[DOCUMENT start]

# Generator install w/solar panels



## Meadow (Jan 14, 2011)

I see no problem, however contact the manufacturer of the solar inverter just in case there is some unknown incompatibility issue.


----------



## ElectricJoeNJ (Feb 24, 2011)

meadow said:


> I see no problem, however contact the manufacturer of the solar inverter just in case there is some unknown incompatibility issue.


How do you see no problem with this. Think about it like this. When solar power is backfed into the grid it is consumed by other houses. If you have a power outage and use your generator to feed your house and in turn have your solar system turn on, where is the excess power going to go? It is going to back feed the generator. Something tells me that they are not designed to handle a backfeed like that.


----------



## cabletie (Feb 12, 2011)

The inverter is not going to come on. No generator is going to fool an inverter into thinking utility power has been restored. I also agree with talking to the inverter manufacture about your concerns, but having both on at the same time is not going to happen from what I have been told.


----------



## ElectricJoeNJ (Feb 24, 2011)

cabletie said:


> The inverter is not going to come on. No generator is going to fool an inverter into thinking utility power has been restored. I also agree with talking to the inverter manufacture about your concerns, but having both on at the same time is not going to happen from what I have been told.


I'm sorry, but thats the stupidest thing I've ever heard. All all solar inverter needs to operate is 240 volts @ 60 hertz. As long as your generator puts that out it will turn on. Back to the OP. I DONT recommend using a generator to turn on an inverter.

[DOCUMENT end]

Copy out the solar generator thread word for word from "I'm sorry, but" to "on an inverter.".

[SUPPLIED INFORMATION start]

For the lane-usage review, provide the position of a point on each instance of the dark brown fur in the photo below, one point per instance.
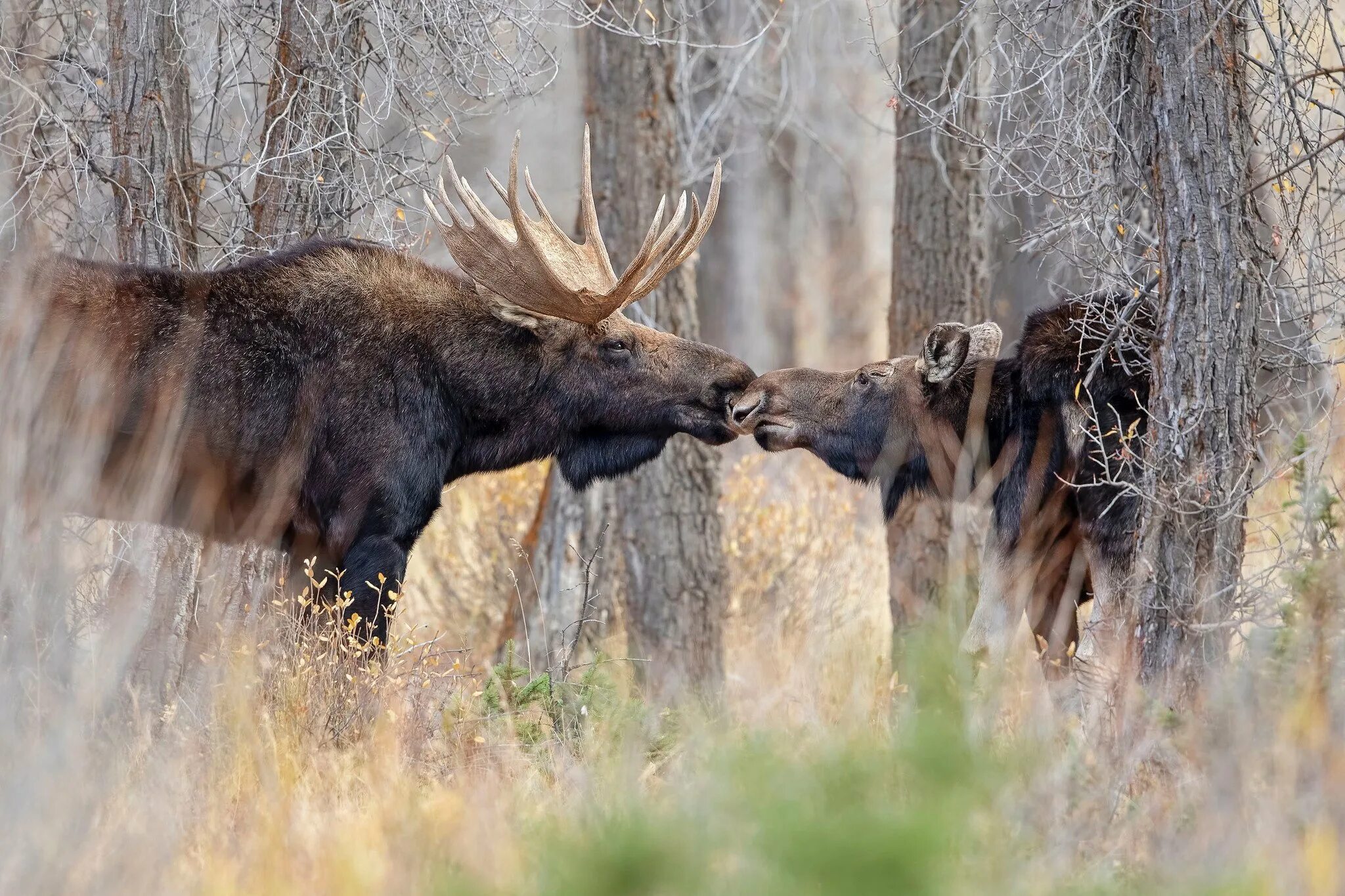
(322, 398)
(1034, 435)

[SUPPLIED INFORMATION end]

EXERCISE RESULT ::
I'm sorry, but thats the stupidest thing I've ever heard. All all solar inverter needs to operate is 240 volts @ 60 hertz. As long as your generator puts that out it will turn on. Back to the OP. I DONT recommend using a generator to turn on an inverter.